Find every line in the data below that contains the word "sitting" and copy each one out in full.

--- begin Rows ---

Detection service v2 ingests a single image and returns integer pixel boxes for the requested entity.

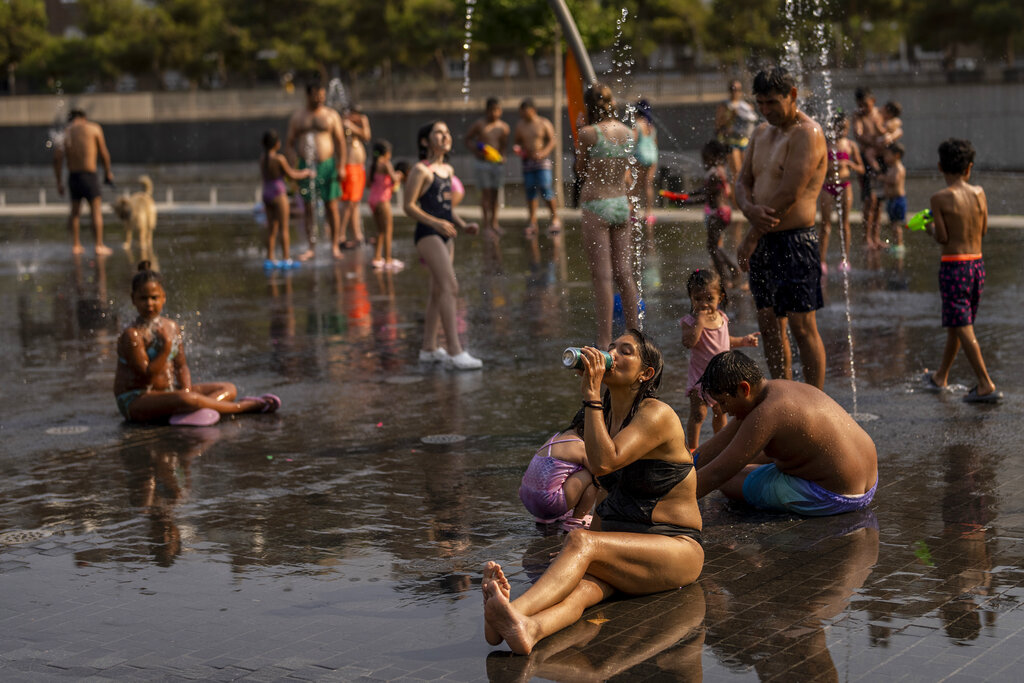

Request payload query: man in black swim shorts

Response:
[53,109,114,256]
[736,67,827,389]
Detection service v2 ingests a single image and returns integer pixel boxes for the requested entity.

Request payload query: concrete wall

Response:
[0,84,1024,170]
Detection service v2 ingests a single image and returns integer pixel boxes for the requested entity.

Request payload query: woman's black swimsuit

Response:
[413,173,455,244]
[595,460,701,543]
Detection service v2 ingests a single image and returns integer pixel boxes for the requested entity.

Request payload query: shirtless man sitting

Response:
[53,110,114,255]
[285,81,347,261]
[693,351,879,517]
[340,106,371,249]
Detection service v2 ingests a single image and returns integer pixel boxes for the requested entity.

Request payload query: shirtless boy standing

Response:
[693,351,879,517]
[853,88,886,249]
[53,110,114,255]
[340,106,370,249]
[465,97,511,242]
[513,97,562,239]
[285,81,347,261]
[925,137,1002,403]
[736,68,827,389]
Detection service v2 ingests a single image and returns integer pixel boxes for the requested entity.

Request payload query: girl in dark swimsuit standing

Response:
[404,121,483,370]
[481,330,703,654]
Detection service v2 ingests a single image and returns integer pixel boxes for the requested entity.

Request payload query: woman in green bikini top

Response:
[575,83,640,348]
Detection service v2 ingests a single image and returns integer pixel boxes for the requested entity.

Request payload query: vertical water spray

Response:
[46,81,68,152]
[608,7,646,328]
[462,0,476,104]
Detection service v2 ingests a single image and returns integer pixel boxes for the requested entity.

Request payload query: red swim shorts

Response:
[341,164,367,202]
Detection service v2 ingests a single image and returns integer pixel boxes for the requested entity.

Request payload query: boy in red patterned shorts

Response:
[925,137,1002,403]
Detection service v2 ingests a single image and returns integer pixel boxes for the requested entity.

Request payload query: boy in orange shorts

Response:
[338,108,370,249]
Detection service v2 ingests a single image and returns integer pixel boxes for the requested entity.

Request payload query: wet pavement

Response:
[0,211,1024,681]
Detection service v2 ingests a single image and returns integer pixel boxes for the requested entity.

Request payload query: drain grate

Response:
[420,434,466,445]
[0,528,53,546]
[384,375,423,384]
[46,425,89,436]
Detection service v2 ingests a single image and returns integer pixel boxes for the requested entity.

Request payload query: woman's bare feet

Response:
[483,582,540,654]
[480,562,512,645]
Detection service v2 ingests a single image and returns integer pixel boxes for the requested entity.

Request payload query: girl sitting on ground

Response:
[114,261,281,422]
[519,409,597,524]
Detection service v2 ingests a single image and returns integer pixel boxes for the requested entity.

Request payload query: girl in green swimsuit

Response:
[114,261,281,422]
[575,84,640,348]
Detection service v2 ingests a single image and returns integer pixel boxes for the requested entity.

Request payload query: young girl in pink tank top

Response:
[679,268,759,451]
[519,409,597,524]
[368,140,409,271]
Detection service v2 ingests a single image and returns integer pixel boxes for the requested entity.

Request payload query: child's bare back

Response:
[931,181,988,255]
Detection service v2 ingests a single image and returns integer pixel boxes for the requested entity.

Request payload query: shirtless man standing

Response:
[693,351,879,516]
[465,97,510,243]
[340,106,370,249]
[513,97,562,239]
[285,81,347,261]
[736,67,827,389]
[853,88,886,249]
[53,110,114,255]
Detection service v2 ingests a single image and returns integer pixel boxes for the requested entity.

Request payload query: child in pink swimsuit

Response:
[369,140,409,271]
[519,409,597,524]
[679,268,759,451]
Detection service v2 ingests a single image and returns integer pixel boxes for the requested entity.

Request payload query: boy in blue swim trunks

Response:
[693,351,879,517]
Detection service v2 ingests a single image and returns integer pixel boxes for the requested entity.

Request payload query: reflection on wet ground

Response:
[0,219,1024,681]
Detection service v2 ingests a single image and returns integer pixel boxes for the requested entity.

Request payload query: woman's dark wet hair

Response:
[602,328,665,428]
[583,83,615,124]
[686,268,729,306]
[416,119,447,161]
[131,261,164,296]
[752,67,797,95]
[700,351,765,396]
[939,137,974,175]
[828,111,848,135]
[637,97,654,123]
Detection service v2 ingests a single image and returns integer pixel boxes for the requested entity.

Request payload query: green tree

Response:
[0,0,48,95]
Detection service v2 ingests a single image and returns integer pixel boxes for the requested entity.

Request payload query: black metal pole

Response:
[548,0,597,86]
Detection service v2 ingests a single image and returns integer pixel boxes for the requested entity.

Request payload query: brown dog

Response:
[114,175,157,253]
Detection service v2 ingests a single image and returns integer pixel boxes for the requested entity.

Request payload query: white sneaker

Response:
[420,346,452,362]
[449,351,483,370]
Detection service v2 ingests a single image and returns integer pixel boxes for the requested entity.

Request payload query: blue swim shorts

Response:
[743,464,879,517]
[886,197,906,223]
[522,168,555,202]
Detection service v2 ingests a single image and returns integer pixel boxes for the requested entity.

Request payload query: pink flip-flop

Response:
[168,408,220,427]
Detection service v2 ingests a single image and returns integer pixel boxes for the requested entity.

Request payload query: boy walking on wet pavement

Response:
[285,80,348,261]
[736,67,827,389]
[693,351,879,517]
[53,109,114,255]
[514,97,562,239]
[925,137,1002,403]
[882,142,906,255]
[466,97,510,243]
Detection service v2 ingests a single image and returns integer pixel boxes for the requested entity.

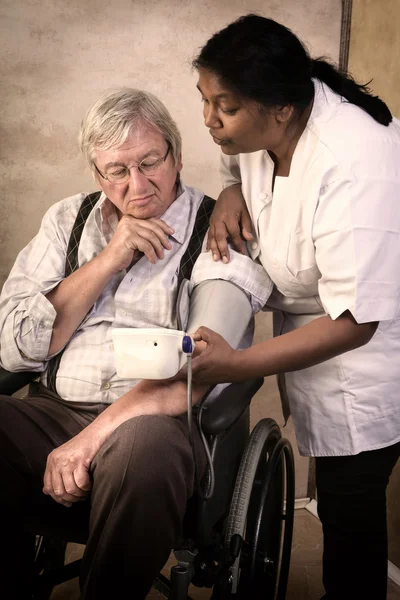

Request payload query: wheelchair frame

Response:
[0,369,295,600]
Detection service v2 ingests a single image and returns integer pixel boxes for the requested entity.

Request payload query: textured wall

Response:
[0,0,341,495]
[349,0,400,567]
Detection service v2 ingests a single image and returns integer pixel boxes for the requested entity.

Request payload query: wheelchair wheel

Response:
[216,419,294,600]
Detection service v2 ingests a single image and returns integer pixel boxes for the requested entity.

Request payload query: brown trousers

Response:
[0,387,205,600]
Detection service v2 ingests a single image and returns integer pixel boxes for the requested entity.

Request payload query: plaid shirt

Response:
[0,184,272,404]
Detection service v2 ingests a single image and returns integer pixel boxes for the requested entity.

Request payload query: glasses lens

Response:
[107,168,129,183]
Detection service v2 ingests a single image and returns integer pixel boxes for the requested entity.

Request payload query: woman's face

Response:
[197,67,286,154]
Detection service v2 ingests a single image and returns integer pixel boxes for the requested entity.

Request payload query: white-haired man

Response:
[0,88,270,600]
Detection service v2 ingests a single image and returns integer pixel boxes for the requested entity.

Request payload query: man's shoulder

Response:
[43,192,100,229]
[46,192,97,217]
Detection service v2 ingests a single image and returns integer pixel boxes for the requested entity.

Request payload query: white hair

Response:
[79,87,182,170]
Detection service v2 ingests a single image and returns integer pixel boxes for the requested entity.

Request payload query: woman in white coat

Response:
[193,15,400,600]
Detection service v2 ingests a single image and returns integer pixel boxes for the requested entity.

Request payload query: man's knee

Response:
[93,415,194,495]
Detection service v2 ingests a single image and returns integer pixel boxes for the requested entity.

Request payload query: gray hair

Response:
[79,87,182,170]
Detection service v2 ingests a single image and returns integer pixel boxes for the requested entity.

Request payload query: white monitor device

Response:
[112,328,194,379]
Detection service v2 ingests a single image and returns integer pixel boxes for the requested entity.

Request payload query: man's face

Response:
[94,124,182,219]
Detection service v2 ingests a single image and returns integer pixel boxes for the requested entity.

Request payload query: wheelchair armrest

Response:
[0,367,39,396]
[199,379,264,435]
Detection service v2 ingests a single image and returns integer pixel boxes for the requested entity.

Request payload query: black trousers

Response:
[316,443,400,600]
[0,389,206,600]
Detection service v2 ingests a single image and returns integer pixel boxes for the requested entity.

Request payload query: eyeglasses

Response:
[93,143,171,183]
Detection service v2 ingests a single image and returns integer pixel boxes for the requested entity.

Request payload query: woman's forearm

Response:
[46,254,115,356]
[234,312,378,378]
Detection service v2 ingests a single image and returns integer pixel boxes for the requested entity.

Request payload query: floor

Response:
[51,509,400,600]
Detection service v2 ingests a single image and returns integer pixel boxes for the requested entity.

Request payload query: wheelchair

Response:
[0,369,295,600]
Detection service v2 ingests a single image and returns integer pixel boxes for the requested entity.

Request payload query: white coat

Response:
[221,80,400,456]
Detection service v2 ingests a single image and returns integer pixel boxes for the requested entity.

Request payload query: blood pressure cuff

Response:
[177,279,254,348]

--- end Rows ---

**Correct response:**
Request payload query: shirtless man sitting
Request payload query: girl sitting on ground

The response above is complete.